== Task item ==
Return every line of the entries that includes the word "shutter".

= Beginning of Section =

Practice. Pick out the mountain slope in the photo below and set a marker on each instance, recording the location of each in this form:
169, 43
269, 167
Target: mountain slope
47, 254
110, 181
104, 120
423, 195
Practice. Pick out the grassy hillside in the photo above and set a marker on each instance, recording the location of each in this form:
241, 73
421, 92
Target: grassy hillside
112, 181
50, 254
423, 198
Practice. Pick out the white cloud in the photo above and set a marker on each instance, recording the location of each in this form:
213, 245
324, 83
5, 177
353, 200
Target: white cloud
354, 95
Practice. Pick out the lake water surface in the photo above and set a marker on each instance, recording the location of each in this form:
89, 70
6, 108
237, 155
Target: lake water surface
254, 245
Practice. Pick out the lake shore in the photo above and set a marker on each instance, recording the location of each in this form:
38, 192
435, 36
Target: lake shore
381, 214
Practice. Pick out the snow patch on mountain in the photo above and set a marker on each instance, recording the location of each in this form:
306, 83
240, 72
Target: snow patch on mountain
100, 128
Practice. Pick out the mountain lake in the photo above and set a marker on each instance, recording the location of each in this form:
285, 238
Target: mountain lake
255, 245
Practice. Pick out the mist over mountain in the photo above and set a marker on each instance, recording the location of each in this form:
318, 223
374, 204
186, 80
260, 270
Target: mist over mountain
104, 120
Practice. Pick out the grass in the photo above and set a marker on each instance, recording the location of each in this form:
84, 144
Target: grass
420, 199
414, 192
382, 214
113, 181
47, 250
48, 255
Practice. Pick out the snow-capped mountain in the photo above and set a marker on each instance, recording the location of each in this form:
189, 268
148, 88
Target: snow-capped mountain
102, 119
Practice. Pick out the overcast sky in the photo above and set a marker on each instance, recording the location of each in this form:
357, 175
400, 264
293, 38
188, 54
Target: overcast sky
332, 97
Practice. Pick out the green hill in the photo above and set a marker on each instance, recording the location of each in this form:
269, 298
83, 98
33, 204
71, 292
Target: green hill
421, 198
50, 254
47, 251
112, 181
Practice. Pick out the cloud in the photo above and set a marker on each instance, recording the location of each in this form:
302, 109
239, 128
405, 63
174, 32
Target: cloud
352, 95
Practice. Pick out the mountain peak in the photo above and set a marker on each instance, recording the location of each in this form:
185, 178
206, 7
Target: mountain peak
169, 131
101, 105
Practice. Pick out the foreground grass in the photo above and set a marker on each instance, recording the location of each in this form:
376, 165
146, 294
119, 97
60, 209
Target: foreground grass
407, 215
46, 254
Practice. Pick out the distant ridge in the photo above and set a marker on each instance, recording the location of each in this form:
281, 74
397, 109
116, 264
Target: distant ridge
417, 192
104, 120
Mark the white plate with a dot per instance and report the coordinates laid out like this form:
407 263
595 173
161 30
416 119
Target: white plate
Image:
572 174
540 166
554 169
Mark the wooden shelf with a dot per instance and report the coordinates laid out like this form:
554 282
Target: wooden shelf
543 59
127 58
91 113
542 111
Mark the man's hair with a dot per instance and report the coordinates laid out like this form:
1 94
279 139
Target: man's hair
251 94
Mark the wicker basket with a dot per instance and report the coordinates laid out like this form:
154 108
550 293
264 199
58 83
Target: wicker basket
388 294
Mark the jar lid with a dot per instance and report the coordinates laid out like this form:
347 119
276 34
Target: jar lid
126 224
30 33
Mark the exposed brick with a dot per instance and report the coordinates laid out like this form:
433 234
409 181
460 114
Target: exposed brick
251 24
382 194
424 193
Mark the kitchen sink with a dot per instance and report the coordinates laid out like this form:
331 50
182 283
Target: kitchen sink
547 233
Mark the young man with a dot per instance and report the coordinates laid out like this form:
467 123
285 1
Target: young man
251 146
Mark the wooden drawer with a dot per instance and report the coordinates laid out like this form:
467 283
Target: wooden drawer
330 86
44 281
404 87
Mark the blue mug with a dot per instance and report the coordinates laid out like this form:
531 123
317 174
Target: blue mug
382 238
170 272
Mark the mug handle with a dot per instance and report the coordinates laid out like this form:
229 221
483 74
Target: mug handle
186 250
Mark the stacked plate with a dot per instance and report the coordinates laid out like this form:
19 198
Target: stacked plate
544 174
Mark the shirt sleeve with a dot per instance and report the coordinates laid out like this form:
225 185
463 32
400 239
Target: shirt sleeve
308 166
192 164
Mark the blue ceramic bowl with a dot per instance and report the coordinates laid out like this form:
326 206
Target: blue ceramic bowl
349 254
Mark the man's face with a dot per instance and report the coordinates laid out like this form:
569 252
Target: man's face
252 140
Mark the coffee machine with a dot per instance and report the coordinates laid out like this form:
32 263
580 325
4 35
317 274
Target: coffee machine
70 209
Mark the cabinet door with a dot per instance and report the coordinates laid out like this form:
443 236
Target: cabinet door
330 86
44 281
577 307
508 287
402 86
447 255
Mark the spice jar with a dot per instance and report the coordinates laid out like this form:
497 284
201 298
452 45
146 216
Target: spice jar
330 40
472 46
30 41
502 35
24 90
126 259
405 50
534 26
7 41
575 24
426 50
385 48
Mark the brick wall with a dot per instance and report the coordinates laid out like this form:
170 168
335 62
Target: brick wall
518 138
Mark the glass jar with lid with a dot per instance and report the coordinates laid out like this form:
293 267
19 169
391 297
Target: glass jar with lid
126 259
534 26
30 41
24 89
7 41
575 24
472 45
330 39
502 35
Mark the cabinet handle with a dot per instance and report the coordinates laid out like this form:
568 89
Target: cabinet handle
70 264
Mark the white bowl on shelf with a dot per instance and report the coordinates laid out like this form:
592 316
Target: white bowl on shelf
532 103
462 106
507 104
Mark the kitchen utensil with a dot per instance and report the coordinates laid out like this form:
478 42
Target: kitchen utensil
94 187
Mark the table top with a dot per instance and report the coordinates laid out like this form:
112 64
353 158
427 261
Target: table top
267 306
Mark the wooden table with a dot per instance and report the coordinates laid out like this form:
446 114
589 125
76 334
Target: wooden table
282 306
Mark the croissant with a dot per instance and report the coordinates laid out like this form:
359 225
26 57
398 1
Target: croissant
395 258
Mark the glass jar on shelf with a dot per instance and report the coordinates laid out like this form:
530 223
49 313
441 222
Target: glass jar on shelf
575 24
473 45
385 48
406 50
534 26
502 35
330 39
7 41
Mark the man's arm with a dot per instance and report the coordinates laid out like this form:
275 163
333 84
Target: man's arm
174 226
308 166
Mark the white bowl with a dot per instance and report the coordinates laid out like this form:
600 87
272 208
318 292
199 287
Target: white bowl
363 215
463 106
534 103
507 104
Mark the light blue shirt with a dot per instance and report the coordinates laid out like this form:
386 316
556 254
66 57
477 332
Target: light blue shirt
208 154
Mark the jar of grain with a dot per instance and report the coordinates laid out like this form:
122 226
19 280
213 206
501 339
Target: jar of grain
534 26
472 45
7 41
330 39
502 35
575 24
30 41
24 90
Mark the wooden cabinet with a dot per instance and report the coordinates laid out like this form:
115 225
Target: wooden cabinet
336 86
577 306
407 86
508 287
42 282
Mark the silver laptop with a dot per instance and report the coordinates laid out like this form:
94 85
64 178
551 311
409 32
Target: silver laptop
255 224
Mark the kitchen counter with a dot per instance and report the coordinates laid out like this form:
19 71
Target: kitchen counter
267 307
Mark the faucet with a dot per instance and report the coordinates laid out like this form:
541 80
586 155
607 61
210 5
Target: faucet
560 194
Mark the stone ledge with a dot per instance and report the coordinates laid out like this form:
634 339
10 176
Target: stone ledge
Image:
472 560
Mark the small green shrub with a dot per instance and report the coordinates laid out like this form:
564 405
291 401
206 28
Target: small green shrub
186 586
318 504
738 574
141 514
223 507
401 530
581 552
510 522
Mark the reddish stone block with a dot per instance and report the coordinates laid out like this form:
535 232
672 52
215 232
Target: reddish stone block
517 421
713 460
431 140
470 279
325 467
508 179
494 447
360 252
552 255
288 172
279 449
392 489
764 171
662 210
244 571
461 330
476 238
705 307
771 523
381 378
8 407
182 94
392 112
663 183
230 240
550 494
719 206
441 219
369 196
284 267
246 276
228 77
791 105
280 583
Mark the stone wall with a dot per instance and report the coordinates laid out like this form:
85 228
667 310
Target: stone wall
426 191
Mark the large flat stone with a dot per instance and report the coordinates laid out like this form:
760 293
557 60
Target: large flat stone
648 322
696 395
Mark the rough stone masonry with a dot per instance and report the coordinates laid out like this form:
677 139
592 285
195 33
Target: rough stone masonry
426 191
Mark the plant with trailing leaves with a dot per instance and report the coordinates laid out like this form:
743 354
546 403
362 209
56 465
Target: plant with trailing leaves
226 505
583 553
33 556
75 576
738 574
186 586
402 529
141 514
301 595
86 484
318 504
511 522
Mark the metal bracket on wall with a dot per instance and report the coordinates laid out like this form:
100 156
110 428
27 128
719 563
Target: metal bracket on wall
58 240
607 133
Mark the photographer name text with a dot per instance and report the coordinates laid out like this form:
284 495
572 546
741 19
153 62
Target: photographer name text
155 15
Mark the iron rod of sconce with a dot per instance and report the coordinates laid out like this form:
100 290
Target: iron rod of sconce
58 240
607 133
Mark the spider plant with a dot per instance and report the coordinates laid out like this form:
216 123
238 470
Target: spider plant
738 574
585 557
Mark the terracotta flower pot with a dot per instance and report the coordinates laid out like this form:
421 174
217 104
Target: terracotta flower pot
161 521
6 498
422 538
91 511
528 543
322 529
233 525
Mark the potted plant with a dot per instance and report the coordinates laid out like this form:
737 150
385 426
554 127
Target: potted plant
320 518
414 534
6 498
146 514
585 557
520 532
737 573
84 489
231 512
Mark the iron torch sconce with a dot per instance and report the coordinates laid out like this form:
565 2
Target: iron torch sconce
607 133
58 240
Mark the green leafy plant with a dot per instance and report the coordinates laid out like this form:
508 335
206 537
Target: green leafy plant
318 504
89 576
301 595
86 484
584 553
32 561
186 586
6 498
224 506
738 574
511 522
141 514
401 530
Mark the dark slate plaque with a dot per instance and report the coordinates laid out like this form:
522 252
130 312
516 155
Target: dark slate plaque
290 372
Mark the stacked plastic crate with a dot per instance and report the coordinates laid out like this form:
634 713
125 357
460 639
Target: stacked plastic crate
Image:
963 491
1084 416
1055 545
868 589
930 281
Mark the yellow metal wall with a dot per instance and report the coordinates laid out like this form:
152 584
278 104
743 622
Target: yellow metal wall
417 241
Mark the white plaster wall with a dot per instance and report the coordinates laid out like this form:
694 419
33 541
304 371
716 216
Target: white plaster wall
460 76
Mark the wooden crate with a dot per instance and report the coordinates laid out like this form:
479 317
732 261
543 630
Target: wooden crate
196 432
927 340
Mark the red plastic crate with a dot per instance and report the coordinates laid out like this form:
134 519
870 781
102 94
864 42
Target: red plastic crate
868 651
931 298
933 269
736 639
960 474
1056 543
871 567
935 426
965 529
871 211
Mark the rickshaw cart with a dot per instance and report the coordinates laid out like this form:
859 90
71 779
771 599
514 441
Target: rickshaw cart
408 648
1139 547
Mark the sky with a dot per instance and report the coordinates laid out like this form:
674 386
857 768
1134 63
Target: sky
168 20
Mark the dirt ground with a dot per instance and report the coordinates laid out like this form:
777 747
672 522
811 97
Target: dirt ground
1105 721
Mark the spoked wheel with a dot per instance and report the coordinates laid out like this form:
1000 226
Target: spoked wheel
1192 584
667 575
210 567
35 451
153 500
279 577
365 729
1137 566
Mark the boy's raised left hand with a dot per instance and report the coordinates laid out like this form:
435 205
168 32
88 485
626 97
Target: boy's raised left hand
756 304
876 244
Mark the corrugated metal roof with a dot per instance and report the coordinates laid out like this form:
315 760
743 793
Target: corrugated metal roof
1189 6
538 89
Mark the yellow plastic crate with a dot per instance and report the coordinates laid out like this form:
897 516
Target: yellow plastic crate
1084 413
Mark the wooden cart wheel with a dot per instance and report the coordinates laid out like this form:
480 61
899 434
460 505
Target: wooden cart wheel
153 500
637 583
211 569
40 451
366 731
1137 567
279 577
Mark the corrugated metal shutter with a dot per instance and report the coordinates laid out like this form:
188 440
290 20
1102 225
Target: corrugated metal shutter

= End of Section =

== Completed exercise ==
Mark the corrugated metal shutter with a dot per instance and report the coordinates laid out like this form:
Target: corrugated metal shutter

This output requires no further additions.